Can you copy the listing below line for line, starting at the line containing "Spot the woman's face" and ending at the line containing "[[141, 58]]", with both of those lines included?

* [ROWS]
--- start ---

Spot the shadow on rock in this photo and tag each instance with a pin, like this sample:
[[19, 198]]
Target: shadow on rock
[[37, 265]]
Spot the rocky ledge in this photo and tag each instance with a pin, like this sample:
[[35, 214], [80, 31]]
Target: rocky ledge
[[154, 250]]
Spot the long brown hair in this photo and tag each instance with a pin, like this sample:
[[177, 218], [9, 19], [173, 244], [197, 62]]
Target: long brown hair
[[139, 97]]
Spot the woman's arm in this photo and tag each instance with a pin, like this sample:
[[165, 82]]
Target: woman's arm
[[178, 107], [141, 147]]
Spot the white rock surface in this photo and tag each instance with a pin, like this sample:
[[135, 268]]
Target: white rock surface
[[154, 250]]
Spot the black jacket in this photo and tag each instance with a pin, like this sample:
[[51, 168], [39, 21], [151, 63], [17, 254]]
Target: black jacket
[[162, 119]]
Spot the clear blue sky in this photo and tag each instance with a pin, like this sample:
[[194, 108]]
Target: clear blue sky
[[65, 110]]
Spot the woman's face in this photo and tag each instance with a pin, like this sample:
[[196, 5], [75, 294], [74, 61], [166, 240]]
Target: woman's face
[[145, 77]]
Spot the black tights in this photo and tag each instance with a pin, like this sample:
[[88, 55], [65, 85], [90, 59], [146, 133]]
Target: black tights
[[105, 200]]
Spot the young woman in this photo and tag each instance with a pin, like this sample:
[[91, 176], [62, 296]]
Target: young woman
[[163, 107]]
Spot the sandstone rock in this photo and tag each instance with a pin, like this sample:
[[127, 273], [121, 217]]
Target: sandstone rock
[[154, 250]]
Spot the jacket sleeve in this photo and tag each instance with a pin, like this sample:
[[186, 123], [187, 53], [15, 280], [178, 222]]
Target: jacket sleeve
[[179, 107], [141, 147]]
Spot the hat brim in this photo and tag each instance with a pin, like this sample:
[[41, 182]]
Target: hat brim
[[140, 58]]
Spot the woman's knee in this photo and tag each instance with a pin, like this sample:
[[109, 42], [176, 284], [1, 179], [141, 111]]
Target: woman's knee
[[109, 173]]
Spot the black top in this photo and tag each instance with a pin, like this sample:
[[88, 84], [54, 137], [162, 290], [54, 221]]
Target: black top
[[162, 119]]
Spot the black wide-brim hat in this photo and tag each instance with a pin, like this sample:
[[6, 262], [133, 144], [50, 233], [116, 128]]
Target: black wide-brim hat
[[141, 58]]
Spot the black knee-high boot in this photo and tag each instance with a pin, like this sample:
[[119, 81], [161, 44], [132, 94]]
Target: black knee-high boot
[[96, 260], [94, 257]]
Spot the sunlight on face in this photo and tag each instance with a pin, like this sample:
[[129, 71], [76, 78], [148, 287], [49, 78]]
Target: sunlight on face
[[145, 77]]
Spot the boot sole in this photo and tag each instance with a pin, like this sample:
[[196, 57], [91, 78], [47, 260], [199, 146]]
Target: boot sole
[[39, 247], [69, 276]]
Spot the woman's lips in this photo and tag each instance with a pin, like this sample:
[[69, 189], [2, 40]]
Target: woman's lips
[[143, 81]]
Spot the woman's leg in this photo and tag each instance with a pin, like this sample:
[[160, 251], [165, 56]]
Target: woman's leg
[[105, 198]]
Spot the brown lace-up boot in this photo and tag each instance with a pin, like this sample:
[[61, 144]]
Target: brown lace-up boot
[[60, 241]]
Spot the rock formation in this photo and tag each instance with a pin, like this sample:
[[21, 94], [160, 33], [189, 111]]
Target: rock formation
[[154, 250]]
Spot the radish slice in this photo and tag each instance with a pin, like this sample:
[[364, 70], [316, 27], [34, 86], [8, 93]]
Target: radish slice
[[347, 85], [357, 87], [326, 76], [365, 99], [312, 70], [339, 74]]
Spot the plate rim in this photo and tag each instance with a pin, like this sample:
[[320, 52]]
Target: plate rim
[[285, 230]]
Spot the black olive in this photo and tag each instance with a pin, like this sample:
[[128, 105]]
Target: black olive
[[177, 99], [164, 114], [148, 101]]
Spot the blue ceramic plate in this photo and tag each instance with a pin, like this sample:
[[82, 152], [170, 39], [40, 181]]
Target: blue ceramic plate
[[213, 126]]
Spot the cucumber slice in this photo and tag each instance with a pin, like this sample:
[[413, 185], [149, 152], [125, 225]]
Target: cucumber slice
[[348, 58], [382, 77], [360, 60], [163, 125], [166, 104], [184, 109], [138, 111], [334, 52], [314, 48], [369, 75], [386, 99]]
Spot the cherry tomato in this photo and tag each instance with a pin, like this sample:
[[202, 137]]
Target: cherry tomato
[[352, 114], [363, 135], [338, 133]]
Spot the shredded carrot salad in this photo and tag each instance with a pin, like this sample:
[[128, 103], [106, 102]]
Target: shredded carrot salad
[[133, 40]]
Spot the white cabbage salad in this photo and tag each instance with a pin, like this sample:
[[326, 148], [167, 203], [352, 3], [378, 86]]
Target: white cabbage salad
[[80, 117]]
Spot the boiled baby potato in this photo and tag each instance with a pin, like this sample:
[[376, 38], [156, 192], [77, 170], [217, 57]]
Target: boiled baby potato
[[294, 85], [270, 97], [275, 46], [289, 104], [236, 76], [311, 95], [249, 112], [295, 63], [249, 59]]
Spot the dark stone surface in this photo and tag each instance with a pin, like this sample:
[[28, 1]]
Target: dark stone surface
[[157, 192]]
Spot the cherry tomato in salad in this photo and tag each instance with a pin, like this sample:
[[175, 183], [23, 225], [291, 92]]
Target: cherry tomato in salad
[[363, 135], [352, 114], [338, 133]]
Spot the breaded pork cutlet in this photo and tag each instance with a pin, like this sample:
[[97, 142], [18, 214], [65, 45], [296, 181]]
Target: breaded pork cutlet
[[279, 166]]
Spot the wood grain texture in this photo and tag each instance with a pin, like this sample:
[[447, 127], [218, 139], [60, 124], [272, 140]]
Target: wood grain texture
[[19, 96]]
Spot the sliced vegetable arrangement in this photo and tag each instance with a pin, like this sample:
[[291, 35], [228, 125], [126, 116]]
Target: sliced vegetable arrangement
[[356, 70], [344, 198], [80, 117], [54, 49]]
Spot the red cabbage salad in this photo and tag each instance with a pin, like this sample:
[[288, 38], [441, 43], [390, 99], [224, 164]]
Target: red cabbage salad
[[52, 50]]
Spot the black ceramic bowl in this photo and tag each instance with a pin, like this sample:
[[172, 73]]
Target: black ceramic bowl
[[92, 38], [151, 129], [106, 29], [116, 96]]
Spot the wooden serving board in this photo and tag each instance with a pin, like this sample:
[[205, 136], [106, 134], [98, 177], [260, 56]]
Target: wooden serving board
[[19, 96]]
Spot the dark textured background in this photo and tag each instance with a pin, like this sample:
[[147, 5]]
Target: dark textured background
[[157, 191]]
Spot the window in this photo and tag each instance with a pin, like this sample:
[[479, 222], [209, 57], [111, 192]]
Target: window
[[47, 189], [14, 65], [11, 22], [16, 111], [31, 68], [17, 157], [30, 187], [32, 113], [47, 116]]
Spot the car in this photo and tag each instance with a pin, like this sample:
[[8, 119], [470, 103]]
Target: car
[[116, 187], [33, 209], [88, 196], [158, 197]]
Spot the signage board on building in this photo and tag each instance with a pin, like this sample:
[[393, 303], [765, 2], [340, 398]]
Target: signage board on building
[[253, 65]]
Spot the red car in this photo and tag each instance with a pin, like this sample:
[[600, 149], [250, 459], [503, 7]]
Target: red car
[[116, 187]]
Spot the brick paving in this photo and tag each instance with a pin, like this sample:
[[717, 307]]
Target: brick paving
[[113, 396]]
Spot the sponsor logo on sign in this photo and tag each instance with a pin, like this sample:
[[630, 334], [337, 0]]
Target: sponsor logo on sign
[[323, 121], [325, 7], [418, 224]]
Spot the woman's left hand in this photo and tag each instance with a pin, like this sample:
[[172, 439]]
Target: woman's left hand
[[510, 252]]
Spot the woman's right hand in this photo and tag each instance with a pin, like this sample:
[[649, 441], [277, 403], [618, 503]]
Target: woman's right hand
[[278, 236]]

--- end ---

* [PROBLEM SOLUTION]
Spot the woman's face in this photo and tag each instance with a pin, like this sample:
[[196, 5], [75, 294], [74, 61], [166, 240]]
Target: woman's face
[[145, 77]]
Spot the black tights in this photo and tag each instance with a pin, like this sample:
[[88, 55], [65, 85], [90, 59], [146, 133]]
Target: black tights
[[105, 200]]
Spot the young woman in this photo and tag each instance with a pin, like this sample:
[[91, 176], [62, 296]]
Target: young woman
[[163, 107]]
Spot the sandstone rock in this photo and tag each instance with a pin, like this sample:
[[127, 273], [121, 217]]
Target: sandstone rock
[[154, 250]]
Spot the jacket sleeve in this photo and tag each instance with a pin, like this sample:
[[186, 123], [187, 53], [15, 280], [178, 222]]
Target: jacket sleeve
[[179, 107], [141, 147]]
Spot the hat brim in this photo and tag each instance with a pin, like this sample:
[[41, 182]]
Target: hat brim
[[140, 58]]
Spot the woman's knee in this photo and tag each instance with a pin, like this sample:
[[109, 42], [176, 284], [1, 179], [141, 111]]
Target: woman's knee
[[109, 173]]
Spot the black top in this photo and tag each instance with a pin, like this sample:
[[88, 84], [54, 137], [162, 290], [54, 221]]
Target: black top
[[162, 119]]
Spot the black wide-brim hat in this photo and tag each instance with a pin, like this sample:
[[6, 262], [133, 144], [50, 233], [116, 128]]
Target: black wide-brim hat
[[141, 58]]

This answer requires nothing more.